*Texto base*:
»»

Na Paraíba mesmo, durante sessenta anos, a região do alto sertão, abrangendo municípios como Sousa, Cajazeiras, São João do Rio do Peixe, Uiraúna e outros, aguardaram a construção de um canal de interligação entre duas grandes bacias: a do Açude Coremas Mãe d'Água e a do Açude Engenheiro Ávidos São Gonçalo.
Esse canal é essencial para que as chamadas várzeas de Sousa possam ser irrigadas. E foi uma das razões da construção do Açude Coremas Mãe d'Água, iniciada no longínquo ano de 1932.
Esse longo e interminável período constituiu-se em frustrações sucessivas. Vários Ministros, em diversos Governos, assumiram, às vezes, no próprio local, a tarefa de construir essa obra. No entanto, as palavras se perderam ao vento e nunca qualquer ato objetivo de construção foi praticado.

««

*Tarefa proposta 1*: Transforme em uma lista JSON de strings, com um item por linha e sem linhas em branco, tudo o que vai do início das linhas de dados até a linha que contém "352), (960, 222)]", inclusive.
*Tarefa proposta 2*: Dê continuidade ao texto sobre o canal de interligação no alto sertão da Paraíba, começando logo após a última frase.
O texto e as linhas de dados têm origens diferentes.

*Linhas de dados*:
»»

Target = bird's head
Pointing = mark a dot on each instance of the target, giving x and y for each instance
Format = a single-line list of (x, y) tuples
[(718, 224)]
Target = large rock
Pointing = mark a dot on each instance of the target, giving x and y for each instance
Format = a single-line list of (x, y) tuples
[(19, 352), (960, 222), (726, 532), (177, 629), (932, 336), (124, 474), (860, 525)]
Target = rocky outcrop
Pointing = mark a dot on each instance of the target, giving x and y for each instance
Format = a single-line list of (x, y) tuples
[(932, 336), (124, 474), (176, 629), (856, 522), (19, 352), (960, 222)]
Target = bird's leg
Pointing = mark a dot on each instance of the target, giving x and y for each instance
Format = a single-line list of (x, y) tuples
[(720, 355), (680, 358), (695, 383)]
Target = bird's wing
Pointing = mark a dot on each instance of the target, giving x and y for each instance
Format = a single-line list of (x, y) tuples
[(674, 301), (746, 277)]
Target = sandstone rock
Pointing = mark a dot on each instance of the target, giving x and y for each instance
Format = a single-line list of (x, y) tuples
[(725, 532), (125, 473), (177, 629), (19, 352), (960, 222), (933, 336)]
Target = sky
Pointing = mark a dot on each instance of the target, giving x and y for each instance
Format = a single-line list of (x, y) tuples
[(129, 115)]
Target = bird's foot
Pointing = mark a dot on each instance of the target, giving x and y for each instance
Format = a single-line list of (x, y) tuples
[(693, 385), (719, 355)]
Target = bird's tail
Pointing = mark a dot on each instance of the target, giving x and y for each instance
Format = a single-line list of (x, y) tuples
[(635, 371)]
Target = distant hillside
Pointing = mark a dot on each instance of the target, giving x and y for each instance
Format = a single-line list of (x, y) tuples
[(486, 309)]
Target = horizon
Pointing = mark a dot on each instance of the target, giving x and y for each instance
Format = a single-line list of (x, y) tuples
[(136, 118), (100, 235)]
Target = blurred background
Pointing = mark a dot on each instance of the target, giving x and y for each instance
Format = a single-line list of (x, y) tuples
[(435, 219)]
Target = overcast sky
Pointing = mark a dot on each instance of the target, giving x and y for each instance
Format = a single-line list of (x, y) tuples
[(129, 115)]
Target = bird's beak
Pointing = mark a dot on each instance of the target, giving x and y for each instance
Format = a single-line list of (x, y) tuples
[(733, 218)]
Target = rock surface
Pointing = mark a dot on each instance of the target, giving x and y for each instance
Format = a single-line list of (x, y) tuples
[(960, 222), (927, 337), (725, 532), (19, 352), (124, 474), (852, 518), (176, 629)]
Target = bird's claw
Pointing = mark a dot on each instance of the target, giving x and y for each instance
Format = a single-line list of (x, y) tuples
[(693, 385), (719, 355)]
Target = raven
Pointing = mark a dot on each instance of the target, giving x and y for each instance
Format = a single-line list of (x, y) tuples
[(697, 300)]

««

*Resposta 1*:
[
  "Target = bird's head",
  "Pointing = mark a dot on each instance of the target, giving x and y for each instance",
  "Format = a single-line list of (x, y) tuples",
  "[(718, 224)]",
  "Target = large rock",
  "Pointing = mark a dot on each instance of the target, giving x and y for each instance",
  "Format = a single-line list of (x, y) tuples",
  "[(19, 352), (960, 222), (726, 532), (177, 629), (932, 336), (124, 474), (860, 525)]",
  "Target = rocky outcrop",
  "Pointing = mark a dot on each instance of the target, giving x and y for each instance",
  "Format = a single-line list of (x, y) tuples",
  "[(932, 336), (124, 474), (176, 629), (856, 522), (19, 352), (960, 222)]"
]

*Resposta 2*:
É tão exemplar o caso da interligação Coremas - São Gonçalo que, no curso desse período de 60 anos, inúmeros e repetidos debates, travados no Congresso Nacional, nas audiências de ministros, ficaram na memória do povo paraibano. Um desses debates contrapôs o Ministro José Américo de Almeida, no Governo Getúlio Vargas, e o Deputado João Agripino Filho. Nessa ocasião, quando se punham em posições antagônicas os dois homens públicos paraibanos, João Agripino cobrando do Ministro as ações relativas, na época, ao habitual e inevitável período das secas, dizia o Ministro que agora ia tratar de um assunto de vinte anos atrás; isso era em 1953. José Américo, já irritado pela pertinácia das inquirições de João Agripino, pela forma agressiva com que por ele era tratado, apontando-lhe contradições entre suas palavras e os seus atos, redargüiu dizendo: "Mas isso é coisa prescrita; coisa de mais de vinte anos", ao que João Agripino insistia: “Não é prescrito, trata-se desse canal interligando Coremas e São Gonçalo". Daí por que desde 1932 a Paraíba aguarda essa obra. Isso em 1953, Sr. Presidente. Passados quarenta anos, o quadro é absolutamente o mesmo. Daí a importância de que se reverte a decisão do Ministro Aluizio Alves que por cima de paus e pedras lança esse grande projeto de transposição da, águas do São Francisco.
O Sr. Mansueto de Lavor - Permite-me V. Exª um aparte?
O SR. ANTONIO MARIZ - Ouço V. Exª com prazer.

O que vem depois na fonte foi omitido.